DO THIS: Quote the lines below word for word, leaving out the pictures.

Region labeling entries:

□ □ □ □ □

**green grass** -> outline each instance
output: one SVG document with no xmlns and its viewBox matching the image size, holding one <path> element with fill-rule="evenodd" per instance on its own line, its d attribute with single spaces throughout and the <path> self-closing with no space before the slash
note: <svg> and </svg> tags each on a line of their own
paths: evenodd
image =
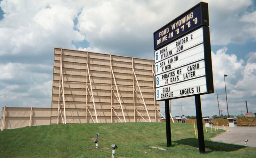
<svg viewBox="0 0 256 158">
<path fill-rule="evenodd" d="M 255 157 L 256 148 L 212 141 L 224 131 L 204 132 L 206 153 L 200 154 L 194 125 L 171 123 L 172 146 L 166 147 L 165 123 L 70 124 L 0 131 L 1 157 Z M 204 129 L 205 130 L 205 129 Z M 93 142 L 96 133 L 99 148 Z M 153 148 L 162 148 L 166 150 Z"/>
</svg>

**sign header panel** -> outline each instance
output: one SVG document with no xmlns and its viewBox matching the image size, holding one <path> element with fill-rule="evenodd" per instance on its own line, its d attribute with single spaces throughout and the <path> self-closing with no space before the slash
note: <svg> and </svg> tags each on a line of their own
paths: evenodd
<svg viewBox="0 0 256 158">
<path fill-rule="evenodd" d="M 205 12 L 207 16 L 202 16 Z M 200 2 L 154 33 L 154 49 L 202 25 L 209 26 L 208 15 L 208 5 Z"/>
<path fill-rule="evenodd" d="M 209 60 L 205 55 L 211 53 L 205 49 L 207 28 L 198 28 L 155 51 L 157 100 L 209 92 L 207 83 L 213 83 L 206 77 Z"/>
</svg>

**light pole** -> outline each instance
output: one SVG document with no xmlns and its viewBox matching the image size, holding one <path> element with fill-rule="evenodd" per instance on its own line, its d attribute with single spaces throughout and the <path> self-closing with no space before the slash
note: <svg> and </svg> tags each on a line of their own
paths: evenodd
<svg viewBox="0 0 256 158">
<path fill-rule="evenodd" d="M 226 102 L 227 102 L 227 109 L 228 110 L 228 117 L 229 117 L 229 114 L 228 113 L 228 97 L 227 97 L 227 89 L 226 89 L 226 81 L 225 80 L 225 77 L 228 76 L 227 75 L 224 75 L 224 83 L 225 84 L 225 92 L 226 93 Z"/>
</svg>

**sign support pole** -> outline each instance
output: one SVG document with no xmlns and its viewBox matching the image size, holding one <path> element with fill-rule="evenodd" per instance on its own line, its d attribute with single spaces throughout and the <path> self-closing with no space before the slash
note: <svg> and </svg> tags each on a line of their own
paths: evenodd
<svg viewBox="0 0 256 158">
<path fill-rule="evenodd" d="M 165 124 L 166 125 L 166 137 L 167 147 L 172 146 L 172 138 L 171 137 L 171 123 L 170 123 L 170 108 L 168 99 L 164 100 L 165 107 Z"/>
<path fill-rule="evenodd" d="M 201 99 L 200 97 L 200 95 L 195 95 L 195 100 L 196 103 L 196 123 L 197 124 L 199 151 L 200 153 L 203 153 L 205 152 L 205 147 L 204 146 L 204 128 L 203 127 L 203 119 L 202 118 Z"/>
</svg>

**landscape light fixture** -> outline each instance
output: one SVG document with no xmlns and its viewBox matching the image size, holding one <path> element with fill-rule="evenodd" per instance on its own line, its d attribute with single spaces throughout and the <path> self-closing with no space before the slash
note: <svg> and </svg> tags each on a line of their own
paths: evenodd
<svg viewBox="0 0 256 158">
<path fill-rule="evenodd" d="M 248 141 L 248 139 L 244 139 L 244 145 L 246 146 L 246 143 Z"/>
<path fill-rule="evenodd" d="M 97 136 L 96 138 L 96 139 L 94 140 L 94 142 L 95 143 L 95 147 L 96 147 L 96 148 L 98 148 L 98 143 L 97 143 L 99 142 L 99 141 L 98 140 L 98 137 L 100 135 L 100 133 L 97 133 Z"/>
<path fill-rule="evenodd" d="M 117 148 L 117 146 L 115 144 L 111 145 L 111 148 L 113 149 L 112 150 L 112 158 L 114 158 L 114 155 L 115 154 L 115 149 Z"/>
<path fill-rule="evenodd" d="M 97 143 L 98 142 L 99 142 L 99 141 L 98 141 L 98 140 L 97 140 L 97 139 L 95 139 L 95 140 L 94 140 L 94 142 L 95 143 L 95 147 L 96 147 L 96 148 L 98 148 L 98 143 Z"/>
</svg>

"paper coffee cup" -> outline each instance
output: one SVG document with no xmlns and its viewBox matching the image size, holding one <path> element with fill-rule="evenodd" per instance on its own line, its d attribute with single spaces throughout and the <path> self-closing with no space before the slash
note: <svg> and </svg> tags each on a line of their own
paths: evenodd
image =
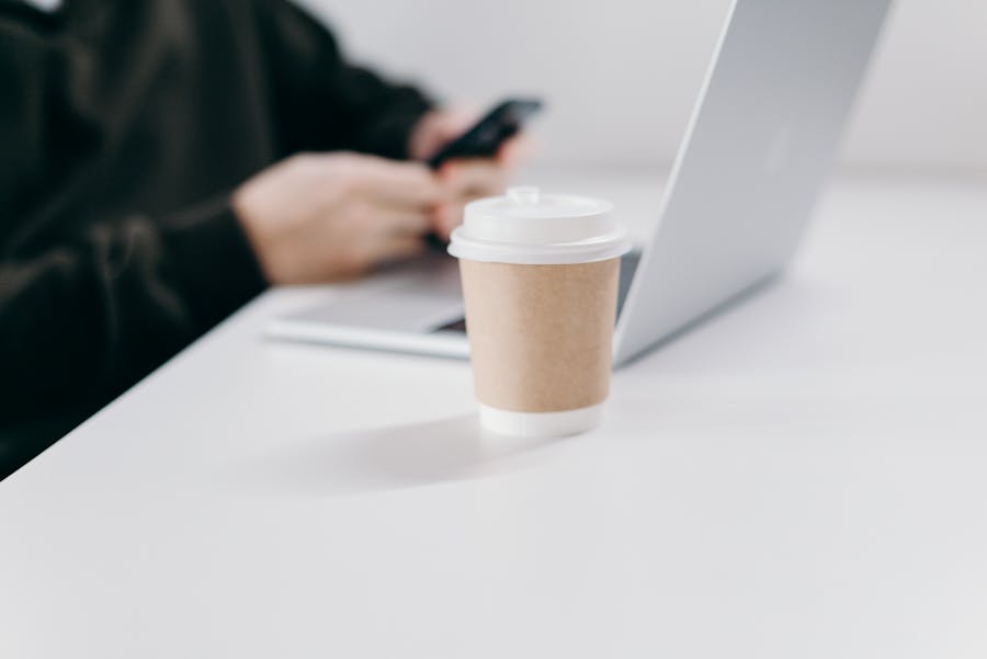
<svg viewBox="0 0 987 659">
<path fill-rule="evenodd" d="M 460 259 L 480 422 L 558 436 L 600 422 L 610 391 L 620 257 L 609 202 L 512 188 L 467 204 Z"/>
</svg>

□ □ □ □ □

RESULT FOR THIS EXERCISE:
**green grass** -> outline each instance
output: one SVG document with no xmlns and its viewBox matching the image size, holding one <path> element with fill-rule="evenodd" per instance on its own line, its d attribute with single spaces throughout and the <path> self-closing with no space before the slash
note: <svg> and </svg> tags each on a line of their own
paths: evenodd
image =
<svg viewBox="0 0 256 158">
<path fill-rule="evenodd" d="M 255 157 L 256 148 L 212 141 L 224 131 L 204 132 L 206 153 L 200 154 L 194 125 L 171 123 L 172 146 L 166 147 L 165 123 L 70 124 L 0 131 L 1 157 Z M 204 129 L 205 130 L 205 129 Z M 93 142 L 96 133 L 99 148 Z M 153 148 L 162 148 L 166 150 Z"/>
</svg>

**sign header panel** -> outline each instance
output: one SVG document with no xmlns and its viewBox matching the image size, holding one <path> element with fill-rule="evenodd" per instance on its own line, its d attribute with single spaces throughout and the <path> self-closing with no space before the slash
note: <svg> and </svg> tags each on a line of their own
paths: evenodd
<svg viewBox="0 0 256 158">
<path fill-rule="evenodd" d="M 205 12 L 207 16 L 202 16 Z M 200 2 L 154 33 L 154 49 L 202 25 L 209 26 L 208 15 L 208 5 Z"/>
<path fill-rule="evenodd" d="M 209 60 L 205 55 L 211 53 L 205 49 L 207 28 L 198 28 L 155 51 L 157 100 L 209 92 L 207 83 L 213 83 L 206 77 Z"/>
</svg>

**light pole** -> outline each instance
output: one SVG document with no xmlns and its viewBox matching the image size, holding one <path> element with fill-rule="evenodd" per instance on its own line, its d attribute with single spaces throughout and the <path> self-closing with no space before the slash
note: <svg> and </svg> tags each on a line of their own
paths: evenodd
<svg viewBox="0 0 256 158">
<path fill-rule="evenodd" d="M 226 102 L 227 102 L 227 109 L 228 110 L 228 117 L 229 117 L 229 114 L 228 113 L 228 97 L 227 97 L 227 89 L 226 89 L 226 81 L 225 80 L 225 77 L 228 76 L 227 75 L 224 75 L 224 83 L 225 84 L 225 92 L 226 93 Z"/>
</svg>

**sign support pole** -> outline each instance
output: one SVG document with no xmlns and its viewBox matching the image size, holding one <path> element with fill-rule="evenodd" per instance on its own line, its d attribute with single spaces throughout and the <path> self-closing with no space before the slash
note: <svg> and </svg> tags each on a line of their own
paths: evenodd
<svg viewBox="0 0 256 158">
<path fill-rule="evenodd" d="M 165 124 L 166 125 L 166 137 L 167 147 L 172 146 L 172 138 L 171 137 L 171 123 L 170 123 L 170 108 L 168 99 L 164 100 L 165 107 Z"/>
<path fill-rule="evenodd" d="M 201 99 L 200 97 L 200 95 L 195 95 L 195 100 L 196 103 L 196 123 L 197 124 L 199 151 L 200 153 L 203 153 L 205 152 L 205 147 L 204 146 L 204 128 L 203 127 L 203 119 L 202 118 Z"/>
</svg>

**landscape light fixture** -> outline each instance
output: one SVG document with no xmlns and its viewBox matching the image size, holding one <path> element with fill-rule="evenodd" per instance on its own line, its d attribute with single spaces throughout and the <path> self-closing with no space before the slash
note: <svg> and </svg> tags each on a line of their own
paths: evenodd
<svg viewBox="0 0 256 158">
<path fill-rule="evenodd" d="M 248 141 L 248 139 L 244 139 L 244 145 L 246 146 L 246 143 Z"/>
<path fill-rule="evenodd" d="M 97 136 L 96 138 L 96 139 L 94 140 L 94 142 L 95 143 L 95 147 L 96 147 L 96 148 L 98 148 L 98 143 L 97 143 L 99 142 L 99 141 L 98 140 L 98 137 L 100 135 L 100 133 L 97 133 Z"/>
<path fill-rule="evenodd" d="M 117 148 L 117 146 L 115 144 L 111 145 L 111 148 L 113 149 L 112 150 L 112 158 L 114 158 L 114 155 L 115 154 L 115 149 Z"/>
<path fill-rule="evenodd" d="M 97 143 L 98 142 L 99 142 L 99 141 L 98 141 L 98 140 L 97 140 L 97 139 L 95 139 L 95 140 L 94 140 L 94 142 L 95 143 L 95 147 L 96 147 L 96 148 L 98 148 L 98 143 Z"/>
</svg>

"paper coffee cup" -> outline each instance
output: one SVG document with no xmlns and its viewBox matching the image size, holding one <path> element with fill-rule="evenodd" per instance on its own line, its d attribute with single spaces throughout and the <path> self-closing with no space before the slash
note: <svg> and </svg> tags each on a line of their own
paths: evenodd
image =
<svg viewBox="0 0 987 659">
<path fill-rule="evenodd" d="M 460 259 L 480 422 L 558 436 L 600 422 L 610 391 L 620 257 L 609 202 L 512 188 L 467 204 Z"/>
</svg>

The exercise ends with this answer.